• [Supplied information]
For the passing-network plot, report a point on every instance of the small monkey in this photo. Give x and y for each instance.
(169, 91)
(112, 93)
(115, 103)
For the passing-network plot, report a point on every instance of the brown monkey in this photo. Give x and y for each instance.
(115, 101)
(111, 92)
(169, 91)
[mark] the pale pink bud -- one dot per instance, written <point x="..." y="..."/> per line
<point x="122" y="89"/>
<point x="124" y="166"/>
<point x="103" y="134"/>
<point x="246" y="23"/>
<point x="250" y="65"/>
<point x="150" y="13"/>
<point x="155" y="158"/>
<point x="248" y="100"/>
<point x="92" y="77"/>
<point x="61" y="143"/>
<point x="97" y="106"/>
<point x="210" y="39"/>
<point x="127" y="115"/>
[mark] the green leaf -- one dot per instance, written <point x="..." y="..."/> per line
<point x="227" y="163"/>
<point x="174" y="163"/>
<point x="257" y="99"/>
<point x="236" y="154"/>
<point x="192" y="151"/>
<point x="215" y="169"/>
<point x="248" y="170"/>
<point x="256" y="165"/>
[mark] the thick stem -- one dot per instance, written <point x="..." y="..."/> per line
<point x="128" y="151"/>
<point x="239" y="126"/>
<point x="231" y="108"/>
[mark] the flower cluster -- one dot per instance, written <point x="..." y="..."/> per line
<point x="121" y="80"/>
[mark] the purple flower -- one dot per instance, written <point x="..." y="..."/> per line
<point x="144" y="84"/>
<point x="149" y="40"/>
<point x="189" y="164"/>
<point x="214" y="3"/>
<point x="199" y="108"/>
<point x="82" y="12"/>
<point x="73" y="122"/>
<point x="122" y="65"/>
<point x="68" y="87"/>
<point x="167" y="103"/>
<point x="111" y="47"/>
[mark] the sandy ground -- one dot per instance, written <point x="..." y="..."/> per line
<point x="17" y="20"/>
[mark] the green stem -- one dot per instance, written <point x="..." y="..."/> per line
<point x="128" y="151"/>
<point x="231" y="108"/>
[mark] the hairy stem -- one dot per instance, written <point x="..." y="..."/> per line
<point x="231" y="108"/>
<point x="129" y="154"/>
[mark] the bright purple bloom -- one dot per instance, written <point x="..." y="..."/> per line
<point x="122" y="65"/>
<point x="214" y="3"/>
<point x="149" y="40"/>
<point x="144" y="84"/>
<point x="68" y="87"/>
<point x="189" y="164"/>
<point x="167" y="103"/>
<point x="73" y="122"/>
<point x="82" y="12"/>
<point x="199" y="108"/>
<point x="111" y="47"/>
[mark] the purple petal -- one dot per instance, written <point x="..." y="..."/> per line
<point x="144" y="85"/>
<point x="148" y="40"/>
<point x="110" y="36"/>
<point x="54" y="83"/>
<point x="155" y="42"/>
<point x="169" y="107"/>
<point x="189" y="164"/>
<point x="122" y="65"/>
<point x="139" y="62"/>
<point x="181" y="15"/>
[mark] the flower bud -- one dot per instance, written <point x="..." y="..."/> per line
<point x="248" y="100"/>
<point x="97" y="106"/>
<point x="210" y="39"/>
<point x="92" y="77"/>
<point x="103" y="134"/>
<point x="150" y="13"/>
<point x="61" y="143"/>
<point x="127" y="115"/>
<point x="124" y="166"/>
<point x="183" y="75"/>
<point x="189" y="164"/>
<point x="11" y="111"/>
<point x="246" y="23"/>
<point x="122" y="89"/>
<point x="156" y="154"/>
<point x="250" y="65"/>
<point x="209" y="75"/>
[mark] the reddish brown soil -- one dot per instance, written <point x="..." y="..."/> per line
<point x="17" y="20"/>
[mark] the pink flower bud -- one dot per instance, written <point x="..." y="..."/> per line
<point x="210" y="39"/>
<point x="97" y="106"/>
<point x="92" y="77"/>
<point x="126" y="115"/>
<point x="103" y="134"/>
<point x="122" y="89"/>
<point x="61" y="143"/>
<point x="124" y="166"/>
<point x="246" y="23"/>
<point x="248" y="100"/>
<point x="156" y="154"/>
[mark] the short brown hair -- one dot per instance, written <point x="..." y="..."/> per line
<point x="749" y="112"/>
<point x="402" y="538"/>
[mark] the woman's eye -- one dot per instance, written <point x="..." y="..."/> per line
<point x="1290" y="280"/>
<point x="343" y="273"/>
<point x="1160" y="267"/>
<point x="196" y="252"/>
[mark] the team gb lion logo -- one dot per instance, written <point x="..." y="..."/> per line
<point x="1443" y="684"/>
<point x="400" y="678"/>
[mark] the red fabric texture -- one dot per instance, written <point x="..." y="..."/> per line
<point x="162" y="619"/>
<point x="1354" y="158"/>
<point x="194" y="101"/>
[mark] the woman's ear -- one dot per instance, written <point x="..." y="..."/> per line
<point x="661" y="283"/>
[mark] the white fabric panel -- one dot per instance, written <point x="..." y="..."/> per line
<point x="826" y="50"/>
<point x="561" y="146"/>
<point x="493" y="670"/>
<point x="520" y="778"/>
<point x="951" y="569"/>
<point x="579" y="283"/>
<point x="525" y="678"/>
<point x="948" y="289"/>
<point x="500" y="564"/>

• [Your objective] In the lines above, every record is to be repeated exactly.

• [Solution]
For the passing-network plot, report a point on every instance of the small monkey in this photo. Give x and y for each instance.
(169, 91)
(112, 93)
(115, 103)
For the passing-network plot, report a point on every instance of the brown monkey in this photo. Give x and y for each instance.
(115, 101)
(111, 92)
(169, 91)
[mark] the pale pink bud -- one dot per instance, written <point x="..." y="..."/> per line
<point x="122" y="89"/>
<point x="124" y="166"/>
<point x="103" y="134"/>
<point x="246" y="23"/>
<point x="250" y="65"/>
<point x="150" y="13"/>
<point x="155" y="158"/>
<point x="248" y="100"/>
<point x="92" y="77"/>
<point x="61" y="143"/>
<point x="97" y="106"/>
<point x="210" y="39"/>
<point x="127" y="115"/>
[mark] the green leaf -- one dot per instance, written <point x="..." y="..."/> per line
<point x="227" y="163"/>
<point x="174" y="163"/>
<point x="257" y="99"/>
<point x="236" y="154"/>
<point x="192" y="151"/>
<point x="215" y="169"/>
<point x="248" y="170"/>
<point x="256" y="165"/>
[mark] the thick stem -- one dot per instance, written <point x="..." y="..."/> per line
<point x="128" y="151"/>
<point x="239" y="126"/>
<point x="231" y="108"/>
[mark] the flower cluster -- one dot per instance, written <point x="..." y="..."/> per line
<point x="121" y="80"/>
[mark] the purple flower -- one dot per instance, written <point x="..." y="..."/> per line
<point x="144" y="84"/>
<point x="149" y="40"/>
<point x="189" y="164"/>
<point x="214" y="3"/>
<point x="199" y="108"/>
<point x="82" y="12"/>
<point x="73" y="122"/>
<point x="122" y="65"/>
<point x="68" y="87"/>
<point x="167" y="103"/>
<point x="111" y="47"/>
[mark] the sandy ground -- one dot per instance, written <point x="..." y="..."/> per line
<point x="17" y="20"/>
[mark] the green stem -- one dot per instance, written <point x="..." y="..."/> per line
<point x="128" y="151"/>
<point x="231" y="108"/>
[mark] the hairy stem -- one dot per instance, written <point x="..." y="..."/> per line
<point x="231" y="108"/>
<point x="129" y="154"/>
[mark] the bright purple bloom -- one dot per instance, written <point x="..." y="..."/> per line
<point x="122" y="65"/>
<point x="214" y="3"/>
<point x="149" y="40"/>
<point x="144" y="84"/>
<point x="68" y="87"/>
<point x="189" y="164"/>
<point x="167" y="103"/>
<point x="73" y="122"/>
<point x="82" y="12"/>
<point x="199" y="108"/>
<point x="111" y="47"/>
[mark] the purple petal -- one dot per instance, written <point x="..." y="..."/> per line
<point x="144" y="85"/>
<point x="148" y="40"/>
<point x="110" y="36"/>
<point x="54" y="83"/>
<point x="155" y="42"/>
<point x="169" y="107"/>
<point x="189" y="164"/>
<point x="122" y="65"/>
<point x="139" y="62"/>
<point x="181" y="15"/>
[mark] the flower bud -- one dot per instance, written <point x="..." y="..."/> per line
<point x="248" y="100"/>
<point x="97" y="106"/>
<point x="210" y="39"/>
<point x="92" y="77"/>
<point x="103" y="134"/>
<point x="150" y="13"/>
<point x="61" y="143"/>
<point x="127" y="115"/>
<point x="124" y="166"/>
<point x="183" y="75"/>
<point x="189" y="164"/>
<point x="11" y="111"/>
<point x="246" y="23"/>
<point x="122" y="89"/>
<point x="156" y="154"/>
<point x="250" y="65"/>
<point x="209" y="75"/>
[mark] the reddish brown soil -- one dot per instance, written <point x="..." y="..."/> per line
<point x="17" y="20"/>
[mark] the pink flower bud -- one dot per instance, written <point x="..." y="..."/> per line
<point x="210" y="39"/>
<point x="97" y="106"/>
<point x="92" y="77"/>
<point x="126" y="115"/>
<point x="103" y="134"/>
<point x="122" y="89"/>
<point x="61" y="143"/>
<point x="124" y="166"/>
<point x="246" y="23"/>
<point x="248" y="100"/>
<point x="156" y="154"/>
[mark] the short brown hair -- one dot per instance, written <point x="..." y="..."/> per line
<point x="749" y="112"/>
<point x="402" y="538"/>
[mark] the woman's eye -- one dot per instance, written <point x="..." y="..."/> per line
<point x="1290" y="280"/>
<point x="343" y="273"/>
<point x="1160" y="267"/>
<point x="196" y="252"/>
[mark] the team gb lion logo -- one dot per instance, written <point x="..." y="..."/> per line
<point x="1443" y="684"/>
<point x="400" y="678"/>
[mark] the red fabric texture -- one dot per instance, written <point x="..." y="..."/> per line
<point x="162" y="619"/>
<point x="1354" y="158"/>
<point x="194" y="101"/>
[mark] the woman's ear -- one dot per instance, written <point x="..." y="..."/> per line
<point x="661" y="283"/>
[mark] the white fabric panel -- one dot per instance, written <point x="..." y="..."/> per line
<point x="826" y="50"/>
<point x="561" y="146"/>
<point x="493" y="670"/>
<point x="520" y="778"/>
<point x="951" y="569"/>
<point x="579" y="283"/>
<point x="525" y="678"/>
<point x="948" y="289"/>
<point x="500" y="564"/>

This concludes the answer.